▶

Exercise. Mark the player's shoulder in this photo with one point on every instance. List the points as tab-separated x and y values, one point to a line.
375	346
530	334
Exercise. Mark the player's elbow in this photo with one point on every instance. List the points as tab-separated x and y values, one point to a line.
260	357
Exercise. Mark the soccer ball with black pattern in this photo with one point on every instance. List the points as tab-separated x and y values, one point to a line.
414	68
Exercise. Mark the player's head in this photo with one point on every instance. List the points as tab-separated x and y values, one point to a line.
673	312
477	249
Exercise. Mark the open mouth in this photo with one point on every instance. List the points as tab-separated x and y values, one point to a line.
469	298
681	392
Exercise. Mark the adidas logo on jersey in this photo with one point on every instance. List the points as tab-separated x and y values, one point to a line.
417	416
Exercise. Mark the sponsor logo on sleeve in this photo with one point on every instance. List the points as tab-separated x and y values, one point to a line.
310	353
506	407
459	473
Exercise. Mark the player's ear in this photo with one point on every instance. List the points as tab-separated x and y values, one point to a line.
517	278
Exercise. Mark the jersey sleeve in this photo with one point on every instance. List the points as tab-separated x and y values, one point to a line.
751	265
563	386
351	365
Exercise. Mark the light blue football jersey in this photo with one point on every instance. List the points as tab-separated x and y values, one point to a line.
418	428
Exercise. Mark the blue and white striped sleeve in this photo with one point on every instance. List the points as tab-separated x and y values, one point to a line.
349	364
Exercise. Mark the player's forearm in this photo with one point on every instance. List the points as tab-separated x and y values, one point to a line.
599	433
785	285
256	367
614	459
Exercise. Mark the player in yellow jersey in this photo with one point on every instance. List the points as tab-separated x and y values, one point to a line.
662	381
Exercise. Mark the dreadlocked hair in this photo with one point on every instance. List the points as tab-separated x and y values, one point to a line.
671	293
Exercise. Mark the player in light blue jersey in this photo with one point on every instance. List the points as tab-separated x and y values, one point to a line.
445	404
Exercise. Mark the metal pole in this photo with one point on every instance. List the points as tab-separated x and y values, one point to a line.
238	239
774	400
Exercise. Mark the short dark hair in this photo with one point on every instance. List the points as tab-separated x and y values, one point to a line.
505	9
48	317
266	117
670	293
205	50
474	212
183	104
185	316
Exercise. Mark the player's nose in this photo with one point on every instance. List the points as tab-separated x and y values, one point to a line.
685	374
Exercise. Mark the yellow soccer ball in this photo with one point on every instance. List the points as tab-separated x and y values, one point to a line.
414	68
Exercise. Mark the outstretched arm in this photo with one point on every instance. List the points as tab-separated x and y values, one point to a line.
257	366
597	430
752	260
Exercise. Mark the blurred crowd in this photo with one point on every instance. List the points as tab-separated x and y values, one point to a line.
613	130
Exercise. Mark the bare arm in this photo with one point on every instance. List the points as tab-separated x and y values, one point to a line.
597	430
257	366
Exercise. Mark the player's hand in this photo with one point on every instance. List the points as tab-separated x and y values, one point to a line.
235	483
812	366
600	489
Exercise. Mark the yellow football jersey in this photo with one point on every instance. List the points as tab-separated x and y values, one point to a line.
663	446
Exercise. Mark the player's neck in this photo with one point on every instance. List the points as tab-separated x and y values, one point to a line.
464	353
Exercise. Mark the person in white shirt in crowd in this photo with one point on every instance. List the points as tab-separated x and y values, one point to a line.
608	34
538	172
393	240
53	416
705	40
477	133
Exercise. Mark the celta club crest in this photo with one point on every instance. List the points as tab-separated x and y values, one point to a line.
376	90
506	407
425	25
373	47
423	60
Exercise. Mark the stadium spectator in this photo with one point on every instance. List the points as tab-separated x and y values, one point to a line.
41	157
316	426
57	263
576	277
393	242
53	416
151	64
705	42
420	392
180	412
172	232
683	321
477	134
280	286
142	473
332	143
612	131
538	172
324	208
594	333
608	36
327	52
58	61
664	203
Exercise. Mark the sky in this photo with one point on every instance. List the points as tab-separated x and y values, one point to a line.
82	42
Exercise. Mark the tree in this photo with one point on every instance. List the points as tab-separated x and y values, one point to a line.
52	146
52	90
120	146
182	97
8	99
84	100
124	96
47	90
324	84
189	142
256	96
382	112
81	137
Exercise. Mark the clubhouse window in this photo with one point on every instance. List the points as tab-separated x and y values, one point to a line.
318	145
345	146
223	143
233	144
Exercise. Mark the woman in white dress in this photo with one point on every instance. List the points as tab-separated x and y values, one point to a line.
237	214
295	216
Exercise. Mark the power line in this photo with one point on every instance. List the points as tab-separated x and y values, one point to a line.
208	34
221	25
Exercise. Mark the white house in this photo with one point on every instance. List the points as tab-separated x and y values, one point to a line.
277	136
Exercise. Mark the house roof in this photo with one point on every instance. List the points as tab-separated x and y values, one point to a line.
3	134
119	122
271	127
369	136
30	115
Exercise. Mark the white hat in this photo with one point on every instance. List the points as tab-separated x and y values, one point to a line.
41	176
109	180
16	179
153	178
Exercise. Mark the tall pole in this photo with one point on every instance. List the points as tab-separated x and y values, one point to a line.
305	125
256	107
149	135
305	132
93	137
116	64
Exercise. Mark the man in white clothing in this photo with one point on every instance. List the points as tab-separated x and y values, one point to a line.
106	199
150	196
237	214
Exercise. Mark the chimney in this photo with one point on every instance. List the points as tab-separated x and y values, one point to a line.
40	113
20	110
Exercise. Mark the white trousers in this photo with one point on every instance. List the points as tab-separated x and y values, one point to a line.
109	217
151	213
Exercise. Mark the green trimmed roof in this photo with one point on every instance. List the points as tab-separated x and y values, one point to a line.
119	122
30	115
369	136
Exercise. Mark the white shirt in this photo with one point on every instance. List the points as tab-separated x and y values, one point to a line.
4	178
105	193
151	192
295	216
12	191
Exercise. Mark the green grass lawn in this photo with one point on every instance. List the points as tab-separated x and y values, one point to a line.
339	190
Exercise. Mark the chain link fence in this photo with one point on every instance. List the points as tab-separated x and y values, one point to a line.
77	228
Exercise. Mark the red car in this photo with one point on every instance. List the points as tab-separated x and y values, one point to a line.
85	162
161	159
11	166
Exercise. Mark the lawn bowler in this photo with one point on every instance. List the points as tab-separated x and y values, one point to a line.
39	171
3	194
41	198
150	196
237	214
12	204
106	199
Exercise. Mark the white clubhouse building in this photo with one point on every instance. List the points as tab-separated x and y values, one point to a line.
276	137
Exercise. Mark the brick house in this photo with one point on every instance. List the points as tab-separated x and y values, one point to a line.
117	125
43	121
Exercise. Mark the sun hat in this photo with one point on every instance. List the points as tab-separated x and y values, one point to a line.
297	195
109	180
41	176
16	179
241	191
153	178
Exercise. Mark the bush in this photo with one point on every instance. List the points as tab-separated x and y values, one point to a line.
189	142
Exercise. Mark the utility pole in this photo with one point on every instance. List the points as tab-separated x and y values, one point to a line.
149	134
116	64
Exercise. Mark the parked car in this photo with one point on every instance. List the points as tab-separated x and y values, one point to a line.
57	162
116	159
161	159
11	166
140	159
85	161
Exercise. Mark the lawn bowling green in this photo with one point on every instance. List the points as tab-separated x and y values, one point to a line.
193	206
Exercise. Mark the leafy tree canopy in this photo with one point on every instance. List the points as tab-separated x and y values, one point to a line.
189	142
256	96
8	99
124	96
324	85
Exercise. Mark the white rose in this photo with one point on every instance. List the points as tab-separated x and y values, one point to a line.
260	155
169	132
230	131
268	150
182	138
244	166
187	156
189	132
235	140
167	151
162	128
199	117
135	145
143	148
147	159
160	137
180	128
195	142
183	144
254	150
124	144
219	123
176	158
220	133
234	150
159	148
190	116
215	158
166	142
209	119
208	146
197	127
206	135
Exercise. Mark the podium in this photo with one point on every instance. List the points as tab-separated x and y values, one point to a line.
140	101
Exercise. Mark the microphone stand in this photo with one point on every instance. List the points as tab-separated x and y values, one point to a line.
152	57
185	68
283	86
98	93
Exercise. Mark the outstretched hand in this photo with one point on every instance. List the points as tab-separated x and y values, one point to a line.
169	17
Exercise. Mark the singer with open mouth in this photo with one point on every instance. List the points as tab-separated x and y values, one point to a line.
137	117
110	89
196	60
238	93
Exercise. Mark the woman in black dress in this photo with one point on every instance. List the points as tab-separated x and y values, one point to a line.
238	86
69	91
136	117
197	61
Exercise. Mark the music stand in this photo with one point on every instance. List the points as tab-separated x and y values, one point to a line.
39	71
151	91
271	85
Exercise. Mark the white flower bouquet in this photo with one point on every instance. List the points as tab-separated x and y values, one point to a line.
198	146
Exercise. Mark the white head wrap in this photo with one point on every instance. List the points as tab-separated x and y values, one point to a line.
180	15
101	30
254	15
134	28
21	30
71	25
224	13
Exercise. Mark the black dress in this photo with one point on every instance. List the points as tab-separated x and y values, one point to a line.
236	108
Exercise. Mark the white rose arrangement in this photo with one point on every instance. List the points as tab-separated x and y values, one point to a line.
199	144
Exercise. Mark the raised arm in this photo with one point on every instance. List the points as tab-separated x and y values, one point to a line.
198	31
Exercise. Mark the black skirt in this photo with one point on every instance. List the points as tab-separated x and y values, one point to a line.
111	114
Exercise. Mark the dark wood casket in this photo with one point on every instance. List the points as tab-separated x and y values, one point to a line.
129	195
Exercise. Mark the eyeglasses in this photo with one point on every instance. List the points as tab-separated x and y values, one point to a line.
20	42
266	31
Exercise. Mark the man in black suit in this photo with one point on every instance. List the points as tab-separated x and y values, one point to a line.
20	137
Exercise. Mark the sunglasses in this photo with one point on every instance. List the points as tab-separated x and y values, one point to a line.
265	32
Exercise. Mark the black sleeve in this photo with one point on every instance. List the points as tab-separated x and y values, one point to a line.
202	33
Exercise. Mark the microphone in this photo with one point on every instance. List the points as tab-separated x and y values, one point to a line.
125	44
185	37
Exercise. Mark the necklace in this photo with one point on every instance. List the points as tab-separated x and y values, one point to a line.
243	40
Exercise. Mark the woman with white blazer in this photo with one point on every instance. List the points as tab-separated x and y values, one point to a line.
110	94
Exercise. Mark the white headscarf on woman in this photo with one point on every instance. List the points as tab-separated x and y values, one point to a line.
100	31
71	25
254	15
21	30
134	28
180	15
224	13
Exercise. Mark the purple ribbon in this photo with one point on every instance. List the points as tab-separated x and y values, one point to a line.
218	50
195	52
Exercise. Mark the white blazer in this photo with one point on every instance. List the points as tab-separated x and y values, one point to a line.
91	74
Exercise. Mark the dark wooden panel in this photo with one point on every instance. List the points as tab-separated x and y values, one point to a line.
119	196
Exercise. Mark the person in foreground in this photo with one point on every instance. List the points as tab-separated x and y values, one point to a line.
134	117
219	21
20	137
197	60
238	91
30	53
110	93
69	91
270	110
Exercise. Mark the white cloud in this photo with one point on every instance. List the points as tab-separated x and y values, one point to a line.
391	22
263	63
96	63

◀

Stated problem:
With the line containing "Exercise. Mark the microphone in" as the first and the last line of the records as the final one, print exactly the lines in that span.

Problem solution:
Exercise. Mark the microphone in this photo with one point on every instance. List the points as tab-separated x and y values, one point to a line.
125	44
185	37
Exercise. Mark the necklace in this photo with one point on every instance. List the points as tab-separated x and y values, one point to a line.
243	40
Exercise. Mark the woman with white blazer in this photo with one point on every instance. List the points as tab-separated x and y values, one point to a line.
110	94
Exercise. Mark the white headscarf on woman in this photo with one point on every instance. List the points as tab-separated x and y values, one point to a line.
100	31
71	25
254	15
21	30
134	28
180	15
224	13
Exercise. Mark the purple ribbon in this photo with one point on every instance. List the points as tab-separated x and y values, one point to a line.
218	50
195	52
Exercise. Mark the white blazer in this photo with one point on every instance. List the points as tab-separated x and y values, one point to a line.
91	74
Exercise. Mark the dark wooden panel in this photo with one point on every instance. List the points as tab-separated x and y values, one point to a line.
119	196
Exercise. Mark the person in foreground in this photo with one point on every instance. List the points as tab-separated x and y values, one point to a line.
134	117
219	21
20	137
197	60
238	91
30	53
110	93
69	91
270	110
Exercise. Mark the white cloud in this photo with one point on every instance. List the points as tab-separated x and y values, one point to a line.
391	22
263	63
96	63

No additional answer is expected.